Exercise
Give back the data exactly, with no images.

━━━ Provided data

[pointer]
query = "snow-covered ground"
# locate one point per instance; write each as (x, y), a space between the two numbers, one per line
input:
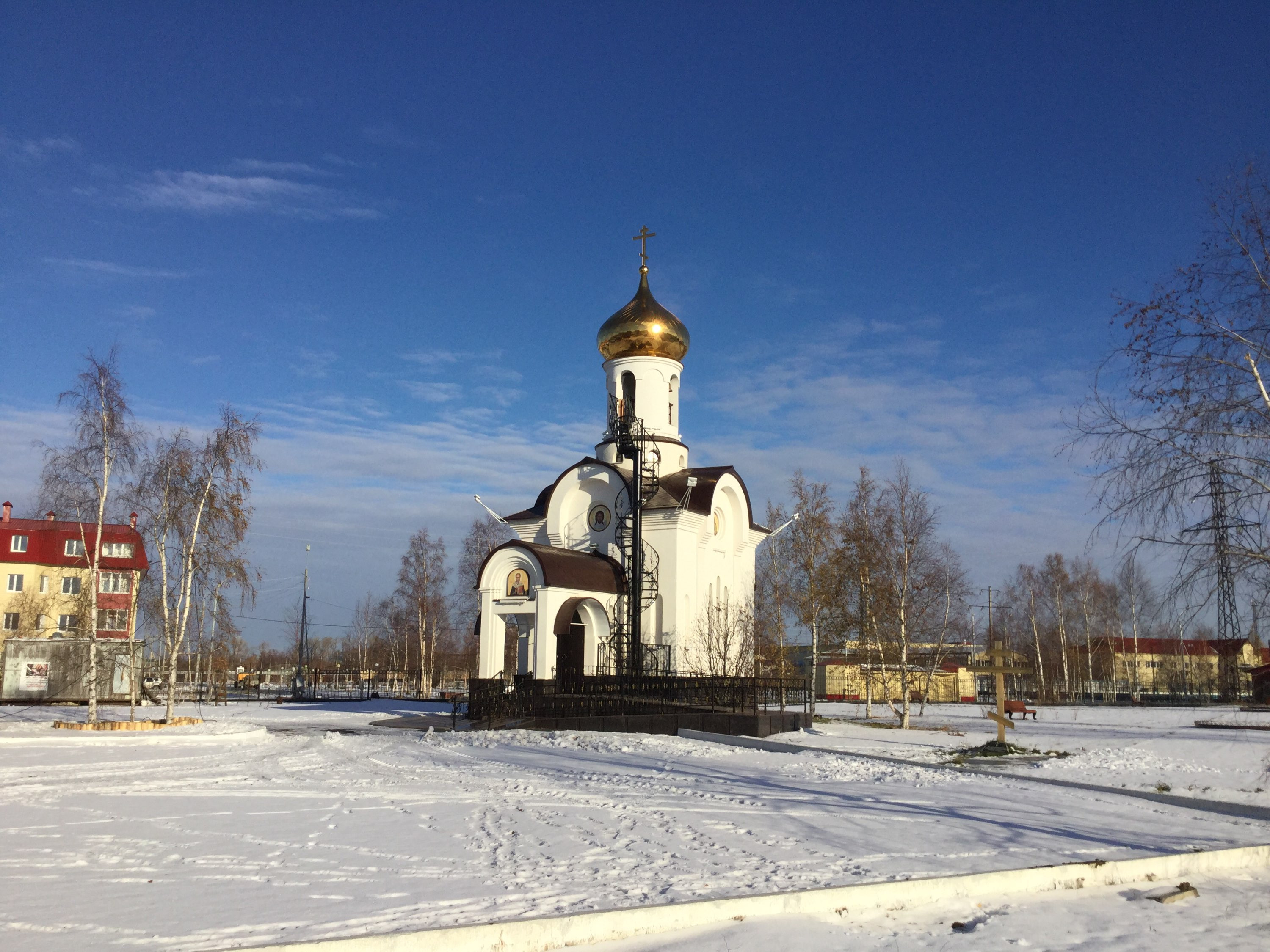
(1113, 747)
(304, 822)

━━━━━━

Response area
[pointer]
query = "snow-covered ground"
# locate one point per instance; write each as (x, y), a space between the two numbers, one per line
input:
(1113, 747)
(304, 822)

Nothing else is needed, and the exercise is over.